- [Text passage]

The work Professor Nic Clear has developed is unique within architecture and architectural education due to the way film, video, animation and motion graphics are utilised to generate, develop and represent architectural and spatial practices. This work has an extensive reputation and has been shown at international film festivals across Europe, Asia and the US.
Professor Nic Clear has been at the forefront of the use of the moving image in architecture and architectural education for over 20 years, developing skills and techniques in the production of a wide variety of projects from documentary programmes to highly speculative 'virtual' conceptions of space.
He has written extensively on science fiction and architecture, and produced a number of speculative projects that propose architecture ‘as’ science fiction. He has designed and curated a number of critically acclaimed exhibitions, and his own work has been exhibited internationally.
The Forever-Do: Process and repetition linking art and science
Thursday 18 March 2021, 2pm (UK time)

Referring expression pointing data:
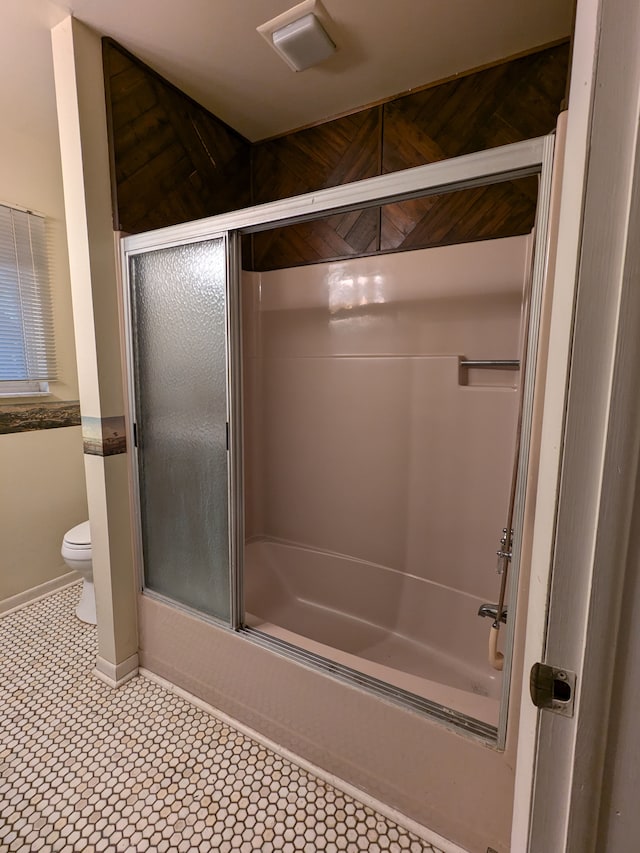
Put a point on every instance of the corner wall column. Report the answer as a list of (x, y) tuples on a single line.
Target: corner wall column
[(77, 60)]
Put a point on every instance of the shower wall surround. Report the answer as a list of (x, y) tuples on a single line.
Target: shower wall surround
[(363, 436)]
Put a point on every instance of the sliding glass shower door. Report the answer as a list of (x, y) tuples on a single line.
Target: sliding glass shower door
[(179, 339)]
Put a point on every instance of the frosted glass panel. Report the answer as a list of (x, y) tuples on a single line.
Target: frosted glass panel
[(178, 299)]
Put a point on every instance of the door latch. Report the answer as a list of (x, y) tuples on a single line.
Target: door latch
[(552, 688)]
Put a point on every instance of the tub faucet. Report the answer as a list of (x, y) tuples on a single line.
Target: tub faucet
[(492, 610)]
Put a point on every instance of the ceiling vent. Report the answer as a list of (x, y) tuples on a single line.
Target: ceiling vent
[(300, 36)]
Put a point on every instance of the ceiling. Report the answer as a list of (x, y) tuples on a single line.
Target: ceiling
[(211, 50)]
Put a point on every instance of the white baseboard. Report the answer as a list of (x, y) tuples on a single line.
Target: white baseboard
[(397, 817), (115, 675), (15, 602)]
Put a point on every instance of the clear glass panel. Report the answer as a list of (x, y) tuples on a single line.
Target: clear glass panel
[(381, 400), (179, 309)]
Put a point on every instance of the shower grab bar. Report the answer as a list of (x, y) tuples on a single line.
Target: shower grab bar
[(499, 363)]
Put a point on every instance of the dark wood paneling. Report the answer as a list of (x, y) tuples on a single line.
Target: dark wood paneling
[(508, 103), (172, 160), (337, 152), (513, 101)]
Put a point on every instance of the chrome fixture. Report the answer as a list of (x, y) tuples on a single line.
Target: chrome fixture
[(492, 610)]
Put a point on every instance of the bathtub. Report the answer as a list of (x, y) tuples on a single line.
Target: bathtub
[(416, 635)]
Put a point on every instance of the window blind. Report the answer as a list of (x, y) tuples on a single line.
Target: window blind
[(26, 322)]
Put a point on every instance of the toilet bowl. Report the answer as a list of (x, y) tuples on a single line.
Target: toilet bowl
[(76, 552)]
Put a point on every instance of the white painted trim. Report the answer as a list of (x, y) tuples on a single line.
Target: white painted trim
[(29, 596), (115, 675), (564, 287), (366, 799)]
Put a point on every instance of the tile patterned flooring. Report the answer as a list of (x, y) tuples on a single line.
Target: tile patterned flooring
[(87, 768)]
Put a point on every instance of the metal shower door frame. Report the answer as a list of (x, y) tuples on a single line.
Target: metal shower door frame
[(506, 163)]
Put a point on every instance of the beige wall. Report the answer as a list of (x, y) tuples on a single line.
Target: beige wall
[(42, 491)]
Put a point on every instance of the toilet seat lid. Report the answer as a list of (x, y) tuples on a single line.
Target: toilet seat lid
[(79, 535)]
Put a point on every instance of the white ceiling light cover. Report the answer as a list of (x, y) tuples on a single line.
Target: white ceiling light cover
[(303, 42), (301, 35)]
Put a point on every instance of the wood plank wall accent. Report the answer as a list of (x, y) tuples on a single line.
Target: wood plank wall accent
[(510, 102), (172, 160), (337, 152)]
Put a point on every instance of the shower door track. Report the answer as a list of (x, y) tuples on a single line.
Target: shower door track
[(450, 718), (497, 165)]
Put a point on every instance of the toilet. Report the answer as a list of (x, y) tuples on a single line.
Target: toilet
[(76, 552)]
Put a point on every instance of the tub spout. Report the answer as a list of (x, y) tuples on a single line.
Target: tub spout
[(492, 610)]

- [Questions to answer]
1/ In the passage on Nic Clear, repeat everything from "Professor Nic Clear has been" down to "conceptions of space.".
2/ Please carry on the text about Professor Nic Clear, starting after the last line shown.

- [Results of the exercise]
1/
Professor Nic Clear has been at the forefront of the use of the moving image in architecture and architectural education for over 20 years, developing skills and techniques in the production of a wide variety of projects from documentary programmes to highly speculative 'virtual' conceptions of space.

2/
Dr Jill Townsley
Dr Jill Townsley is currently an ‘Artist Expert’ for the EU Commission, and has been artist in residence at the Joint Research Centre (JRC) in Italy. The JRC is a community of researchers appointed to advise EU policy. Jill has developed work for the EU funded ‘Resonance III festival’ in October 2019. The theme for the festival was Big Data, she is collaborating with the JRC researcher in computer systems and security, Carlo Ferigato on a project called FOREVER-DO. This multi-faceted project utilises research on data visualisation and Petri Net systems and has resulted in a socially relational game the FOREVER-DO Game, which was presented at the Milan Digital Week in March 2019. It was further developed as the FOREVER-DO Game 2, for presentation at the JRC in October 2019 and incorporated digital tracking and visualisation alongside the analogue game. A large-scale installation the FOREVER-DO Infestation, was also presented at the Resonance III festival and a short documentary film The FOREVER-DO Project, was shown at the BOZAR(LAB) in Brussels in 2019-20.
Jill's work explores ideas of repetition, process and scientific collaboration, predominantly through large-scale sculpture and installation, often including time-based media, especially time-lapse animation that documents her process, or the temporality of her large sculptures. Her exhibitions may also explore drawing and photography. She studied Sculpture at the Royal College of Art and has a practice-based PhD in Fine Art from Liverpool University, for which she received a Gladstone Fellowship from the University of Chester.
Touch has a Memory: Sculptural Thinking in a Covid Context
POSTPONED UNTIL AFTER EASTER BREAK
This talk will present the latest research from the artist collective Brass Art and will feature new work using Augmented Reality.
Dr Anneke Pettican
Anneké Pettican is an artist and co-director of Brass Art (1999 -) with Chara Lewis and Kristin Mojsiewicz. Their collaborative practice explores the uncanny, including aspects of doubling and the limen – the inbetween spaces of the physical world and the realms of the imagination.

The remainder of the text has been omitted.